[What you will do] Each line below that carries the string "facade" must appear in the answer.

Source records START

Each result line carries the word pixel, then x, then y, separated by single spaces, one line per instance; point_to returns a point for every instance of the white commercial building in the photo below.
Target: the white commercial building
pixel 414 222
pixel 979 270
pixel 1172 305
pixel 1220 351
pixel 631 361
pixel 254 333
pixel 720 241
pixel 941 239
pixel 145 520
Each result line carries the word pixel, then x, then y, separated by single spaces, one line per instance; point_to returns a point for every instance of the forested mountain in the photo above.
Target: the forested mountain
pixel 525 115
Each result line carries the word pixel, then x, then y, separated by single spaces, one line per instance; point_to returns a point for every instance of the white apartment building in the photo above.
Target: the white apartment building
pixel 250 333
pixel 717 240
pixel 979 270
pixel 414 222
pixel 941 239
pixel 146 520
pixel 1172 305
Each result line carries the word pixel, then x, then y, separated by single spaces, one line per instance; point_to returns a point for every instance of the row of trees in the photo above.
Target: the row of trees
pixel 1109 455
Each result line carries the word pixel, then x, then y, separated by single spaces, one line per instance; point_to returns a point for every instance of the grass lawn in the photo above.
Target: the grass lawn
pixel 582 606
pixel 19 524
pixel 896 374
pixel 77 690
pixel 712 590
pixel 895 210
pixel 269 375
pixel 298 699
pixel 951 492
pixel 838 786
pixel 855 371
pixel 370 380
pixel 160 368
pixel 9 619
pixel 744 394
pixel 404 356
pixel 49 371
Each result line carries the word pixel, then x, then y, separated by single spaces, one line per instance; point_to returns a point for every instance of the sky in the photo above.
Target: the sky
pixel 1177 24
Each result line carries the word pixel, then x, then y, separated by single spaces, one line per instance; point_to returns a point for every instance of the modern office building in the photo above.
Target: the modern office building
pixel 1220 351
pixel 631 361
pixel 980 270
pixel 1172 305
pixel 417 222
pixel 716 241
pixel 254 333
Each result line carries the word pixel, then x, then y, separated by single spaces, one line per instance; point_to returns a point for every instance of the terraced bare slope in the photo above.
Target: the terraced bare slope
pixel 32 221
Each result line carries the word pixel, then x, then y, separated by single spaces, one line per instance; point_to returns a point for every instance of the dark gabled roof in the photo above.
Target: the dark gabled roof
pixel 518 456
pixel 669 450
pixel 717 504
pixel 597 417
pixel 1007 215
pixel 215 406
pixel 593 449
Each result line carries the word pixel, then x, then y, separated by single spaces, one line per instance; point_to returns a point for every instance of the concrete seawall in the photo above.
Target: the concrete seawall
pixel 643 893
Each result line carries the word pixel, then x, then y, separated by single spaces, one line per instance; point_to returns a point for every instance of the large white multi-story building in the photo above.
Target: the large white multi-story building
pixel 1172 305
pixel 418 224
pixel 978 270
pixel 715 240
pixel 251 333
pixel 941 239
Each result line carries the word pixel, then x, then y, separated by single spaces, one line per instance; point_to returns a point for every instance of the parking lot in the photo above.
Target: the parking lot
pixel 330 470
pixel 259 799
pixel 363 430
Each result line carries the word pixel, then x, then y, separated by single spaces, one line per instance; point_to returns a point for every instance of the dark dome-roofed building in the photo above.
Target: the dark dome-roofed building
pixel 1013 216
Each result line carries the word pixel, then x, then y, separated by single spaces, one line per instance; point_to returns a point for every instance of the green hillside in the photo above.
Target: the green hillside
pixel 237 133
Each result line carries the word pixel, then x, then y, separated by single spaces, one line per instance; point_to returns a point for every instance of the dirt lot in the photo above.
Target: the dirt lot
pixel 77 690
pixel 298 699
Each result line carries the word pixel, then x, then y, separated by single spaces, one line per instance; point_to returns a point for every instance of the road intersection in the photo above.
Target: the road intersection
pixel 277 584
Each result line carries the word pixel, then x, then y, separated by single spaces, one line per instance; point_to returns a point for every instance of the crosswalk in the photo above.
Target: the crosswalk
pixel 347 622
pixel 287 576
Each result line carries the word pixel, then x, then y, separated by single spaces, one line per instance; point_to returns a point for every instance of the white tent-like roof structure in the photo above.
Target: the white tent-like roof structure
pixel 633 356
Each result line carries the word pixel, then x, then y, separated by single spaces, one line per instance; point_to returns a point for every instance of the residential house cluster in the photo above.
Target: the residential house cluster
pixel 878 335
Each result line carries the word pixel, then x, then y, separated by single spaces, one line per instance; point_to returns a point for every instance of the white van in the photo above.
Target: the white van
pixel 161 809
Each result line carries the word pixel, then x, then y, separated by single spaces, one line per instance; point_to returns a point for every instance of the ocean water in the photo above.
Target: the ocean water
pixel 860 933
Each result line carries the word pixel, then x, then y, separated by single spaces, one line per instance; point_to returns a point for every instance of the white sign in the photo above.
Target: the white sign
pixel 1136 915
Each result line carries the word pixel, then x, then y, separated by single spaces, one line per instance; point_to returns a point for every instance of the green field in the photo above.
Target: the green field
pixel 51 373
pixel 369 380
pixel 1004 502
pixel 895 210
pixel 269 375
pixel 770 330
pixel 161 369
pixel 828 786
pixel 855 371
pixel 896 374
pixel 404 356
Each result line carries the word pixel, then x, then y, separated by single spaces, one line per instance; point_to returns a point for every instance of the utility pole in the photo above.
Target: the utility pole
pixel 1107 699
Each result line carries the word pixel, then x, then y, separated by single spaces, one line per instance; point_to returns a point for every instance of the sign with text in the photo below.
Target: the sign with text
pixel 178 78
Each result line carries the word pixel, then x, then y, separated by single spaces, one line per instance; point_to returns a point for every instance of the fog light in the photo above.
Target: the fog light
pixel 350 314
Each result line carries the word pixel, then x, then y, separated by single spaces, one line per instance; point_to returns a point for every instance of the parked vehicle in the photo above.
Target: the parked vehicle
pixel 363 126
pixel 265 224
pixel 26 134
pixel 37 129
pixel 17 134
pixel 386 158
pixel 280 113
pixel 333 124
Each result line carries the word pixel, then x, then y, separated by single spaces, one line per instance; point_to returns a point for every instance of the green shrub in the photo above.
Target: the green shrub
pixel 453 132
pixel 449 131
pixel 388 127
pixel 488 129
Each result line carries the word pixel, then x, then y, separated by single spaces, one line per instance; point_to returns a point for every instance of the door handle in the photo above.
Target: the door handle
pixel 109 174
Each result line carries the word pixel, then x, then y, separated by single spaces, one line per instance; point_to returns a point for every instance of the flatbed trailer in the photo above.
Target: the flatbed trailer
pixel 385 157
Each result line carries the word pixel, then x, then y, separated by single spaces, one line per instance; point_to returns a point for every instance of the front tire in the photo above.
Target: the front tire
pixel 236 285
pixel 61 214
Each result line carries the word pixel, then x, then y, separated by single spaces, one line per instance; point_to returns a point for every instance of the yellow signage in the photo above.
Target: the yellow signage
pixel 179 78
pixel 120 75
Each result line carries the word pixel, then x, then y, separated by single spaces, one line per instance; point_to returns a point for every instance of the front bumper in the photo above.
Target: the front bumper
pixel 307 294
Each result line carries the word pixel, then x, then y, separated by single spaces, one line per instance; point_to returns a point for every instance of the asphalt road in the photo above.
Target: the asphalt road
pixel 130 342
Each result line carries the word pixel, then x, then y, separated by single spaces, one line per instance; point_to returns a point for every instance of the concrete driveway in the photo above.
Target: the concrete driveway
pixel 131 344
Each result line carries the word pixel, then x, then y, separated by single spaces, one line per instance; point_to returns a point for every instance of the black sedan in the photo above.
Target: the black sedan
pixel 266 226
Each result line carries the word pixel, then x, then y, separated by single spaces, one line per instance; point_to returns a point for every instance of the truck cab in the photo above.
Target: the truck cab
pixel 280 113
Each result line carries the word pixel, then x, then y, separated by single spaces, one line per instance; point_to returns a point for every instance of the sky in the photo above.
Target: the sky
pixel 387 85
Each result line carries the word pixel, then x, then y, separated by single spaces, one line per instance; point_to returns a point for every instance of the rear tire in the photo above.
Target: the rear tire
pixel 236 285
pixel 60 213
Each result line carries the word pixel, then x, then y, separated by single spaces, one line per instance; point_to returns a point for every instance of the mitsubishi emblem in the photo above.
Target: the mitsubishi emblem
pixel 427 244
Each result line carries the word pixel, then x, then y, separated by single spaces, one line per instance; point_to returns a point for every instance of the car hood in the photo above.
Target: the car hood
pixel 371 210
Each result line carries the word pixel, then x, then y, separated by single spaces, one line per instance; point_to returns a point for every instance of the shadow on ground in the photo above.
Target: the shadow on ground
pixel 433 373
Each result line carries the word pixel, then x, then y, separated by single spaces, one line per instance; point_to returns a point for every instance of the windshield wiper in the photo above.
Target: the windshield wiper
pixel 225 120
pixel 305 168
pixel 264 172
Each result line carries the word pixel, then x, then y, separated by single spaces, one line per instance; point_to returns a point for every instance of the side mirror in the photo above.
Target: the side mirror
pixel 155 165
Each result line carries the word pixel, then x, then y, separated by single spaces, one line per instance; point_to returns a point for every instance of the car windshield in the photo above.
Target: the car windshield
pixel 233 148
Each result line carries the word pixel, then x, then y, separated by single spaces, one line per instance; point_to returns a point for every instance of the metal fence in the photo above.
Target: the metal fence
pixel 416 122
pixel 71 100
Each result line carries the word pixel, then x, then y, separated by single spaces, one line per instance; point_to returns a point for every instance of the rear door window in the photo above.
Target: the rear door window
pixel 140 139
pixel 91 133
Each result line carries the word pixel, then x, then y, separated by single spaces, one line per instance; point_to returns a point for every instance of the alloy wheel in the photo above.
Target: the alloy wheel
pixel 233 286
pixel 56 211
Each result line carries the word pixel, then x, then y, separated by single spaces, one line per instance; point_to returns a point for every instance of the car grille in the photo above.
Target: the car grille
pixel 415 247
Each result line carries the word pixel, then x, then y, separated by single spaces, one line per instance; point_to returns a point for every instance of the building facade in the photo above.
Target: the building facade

Source records END

[Exercise output]
Each result line carries the word pixel, then x, then y, separated by single spaces, one line per instance; point_to returns a point for every instance of the building facade in the photo above.
Target: the building facade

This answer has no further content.